#### DESCRIPTION OF THE TASK:
Copy out all of the entries below, requests included, and increase every pixel coordinate in the answers by 42.

***

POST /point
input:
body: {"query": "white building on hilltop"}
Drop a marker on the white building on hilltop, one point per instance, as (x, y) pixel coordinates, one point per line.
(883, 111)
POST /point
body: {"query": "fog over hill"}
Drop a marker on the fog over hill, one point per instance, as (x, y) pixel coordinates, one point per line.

***

#### SOLUTION:
POST /point
input:
body: {"query": "white building on hilltop"}
Drop a marker on the white building on hilltop, one point per instance, as (x, y) pixel coordinates, one point per line.
(925, 153)
POST /point
body: {"query": "fog over hill"}
Drop a marker on the fog over hill, one point per instance, as (x, y) pixel coordinates, one point per line.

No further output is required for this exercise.